*Task prompt*. Would you retype exactly the lines below, from the one containing "label the water" through the end of the entries, both ends included, but not the pictures?
BEGIN Record extracts
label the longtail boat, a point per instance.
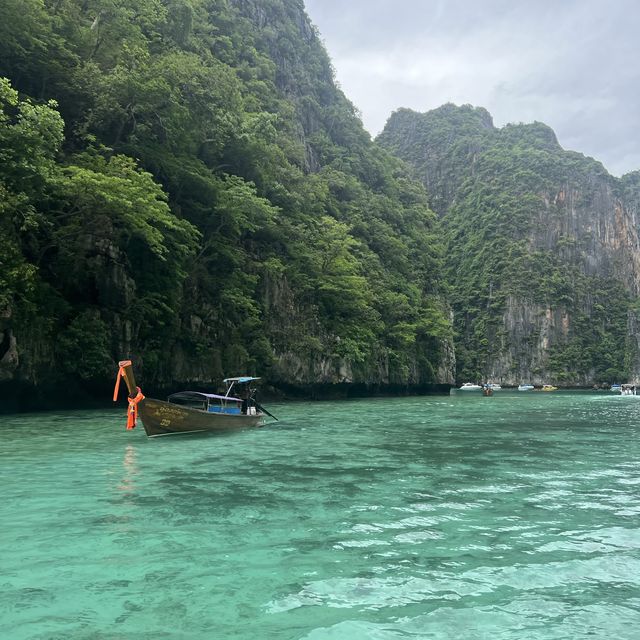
(192, 411)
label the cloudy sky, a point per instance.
(572, 64)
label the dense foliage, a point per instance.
(522, 218)
(182, 180)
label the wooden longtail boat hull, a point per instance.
(161, 418)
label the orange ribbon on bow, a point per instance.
(132, 411)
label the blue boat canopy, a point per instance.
(196, 395)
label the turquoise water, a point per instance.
(510, 517)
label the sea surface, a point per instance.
(510, 517)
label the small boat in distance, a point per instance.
(469, 386)
(192, 411)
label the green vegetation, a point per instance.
(521, 217)
(183, 182)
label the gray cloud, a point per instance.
(572, 64)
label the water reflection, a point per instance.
(130, 465)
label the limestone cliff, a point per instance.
(543, 258)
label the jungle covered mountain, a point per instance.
(542, 248)
(183, 183)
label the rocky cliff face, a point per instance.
(543, 248)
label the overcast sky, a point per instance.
(572, 64)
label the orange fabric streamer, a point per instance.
(119, 375)
(132, 413)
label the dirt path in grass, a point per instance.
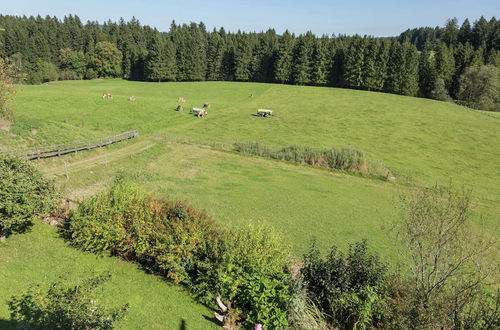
(99, 159)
END Record extracts
*Result*.
label the water reflection, a point per instance.
(130, 465)
label the limestone cliff, a point per instance.
(543, 258)
label the jungle covered mountain, a point per instance.
(542, 248)
(183, 183)
label the rocky cliff face, a point per instance.
(543, 248)
label the overcast sky, a point per instance.
(572, 64)
label the orange fabric streamer, a point per instance.
(119, 375)
(132, 413)
label the dirt path in grass, a point per instance.
(99, 159)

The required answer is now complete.